**STATED GOAL**
Copy out everything from the line containing "Locate every instance of the black front" down to the end of the material, both ends included and the requests too. Multiply each coordinate in the answers by 1.6 and round it to a whole number, with halves rounding up, but leave the coordinates in the requests and their format samples unchanged.

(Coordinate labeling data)
---------------

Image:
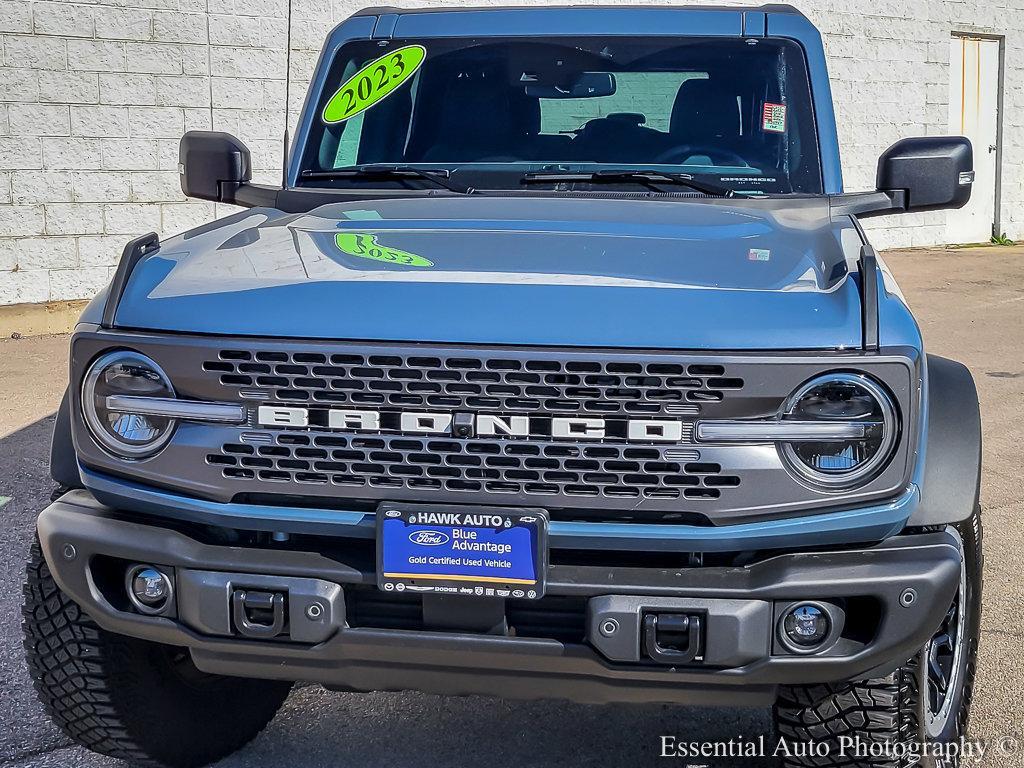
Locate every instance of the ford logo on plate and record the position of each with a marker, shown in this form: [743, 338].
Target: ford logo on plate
[429, 538]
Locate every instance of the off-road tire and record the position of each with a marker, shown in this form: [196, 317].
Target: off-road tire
[129, 698]
[890, 710]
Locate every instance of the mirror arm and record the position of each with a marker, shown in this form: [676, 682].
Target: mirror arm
[864, 205]
[249, 195]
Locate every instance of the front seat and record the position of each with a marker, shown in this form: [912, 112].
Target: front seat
[478, 122]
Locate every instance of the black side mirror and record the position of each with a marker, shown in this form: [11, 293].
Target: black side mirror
[929, 172]
[213, 165]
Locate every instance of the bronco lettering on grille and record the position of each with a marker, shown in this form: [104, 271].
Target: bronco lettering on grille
[571, 428]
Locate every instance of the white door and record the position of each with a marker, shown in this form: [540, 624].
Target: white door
[974, 112]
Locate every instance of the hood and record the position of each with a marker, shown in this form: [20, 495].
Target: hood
[611, 272]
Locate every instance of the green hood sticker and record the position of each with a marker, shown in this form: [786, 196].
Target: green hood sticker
[374, 82]
[367, 247]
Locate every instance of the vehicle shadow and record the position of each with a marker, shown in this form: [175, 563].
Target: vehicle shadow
[25, 489]
[324, 728]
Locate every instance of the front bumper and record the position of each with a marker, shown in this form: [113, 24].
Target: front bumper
[367, 640]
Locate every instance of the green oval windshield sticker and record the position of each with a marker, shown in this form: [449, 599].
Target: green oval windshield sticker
[374, 82]
[367, 247]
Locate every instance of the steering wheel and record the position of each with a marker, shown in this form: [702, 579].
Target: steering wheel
[680, 153]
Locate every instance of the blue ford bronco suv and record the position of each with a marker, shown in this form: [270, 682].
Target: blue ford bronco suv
[558, 366]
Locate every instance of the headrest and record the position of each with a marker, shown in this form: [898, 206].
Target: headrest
[705, 110]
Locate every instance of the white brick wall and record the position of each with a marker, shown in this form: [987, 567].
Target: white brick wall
[94, 95]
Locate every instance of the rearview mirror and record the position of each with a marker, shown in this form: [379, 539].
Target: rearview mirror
[213, 165]
[587, 85]
[929, 172]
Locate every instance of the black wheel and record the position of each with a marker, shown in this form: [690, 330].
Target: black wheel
[924, 704]
[132, 699]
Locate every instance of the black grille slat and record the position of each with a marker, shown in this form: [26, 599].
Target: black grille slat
[611, 471]
[458, 383]
[496, 466]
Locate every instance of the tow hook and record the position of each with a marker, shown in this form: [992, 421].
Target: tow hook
[258, 614]
[672, 638]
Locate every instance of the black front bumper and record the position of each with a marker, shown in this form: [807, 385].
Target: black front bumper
[888, 600]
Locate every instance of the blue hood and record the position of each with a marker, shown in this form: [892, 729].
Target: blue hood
[610, 272]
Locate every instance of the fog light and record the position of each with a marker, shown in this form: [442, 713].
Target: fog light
[148, 589]
[806, 626]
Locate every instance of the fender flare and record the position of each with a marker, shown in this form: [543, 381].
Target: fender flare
[950, 481]
[64, 461]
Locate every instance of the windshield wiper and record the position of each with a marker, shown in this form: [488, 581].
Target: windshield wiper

---------------

**ANSWER FOR THIS EXERCISE**
Locate every instance of the black front bumper and record the position of each with a marker, shown in this form: [807, 385].
Target: black front bumper
[1421, 960]
Locate every instance of the blue hood and record the position of each with a marker, shown in this form: [892, 729].
Target: blue hood
[976, 435]
Locate every instance of the fog light and record the position of each with a marker, shown in this form: [442, 713].
Target: fog light
[237, 942]
[1290, 1002]
Locate every instance of the fender flare and record the position of each with a marker, shown in this form: [543, 381].
Target: fender flare
[1520, 770]
[102, 738]
Locate every instance of the windshield wiper and record the position of each with a marker, shown in this form: [488, 581].
Target: windshield wiper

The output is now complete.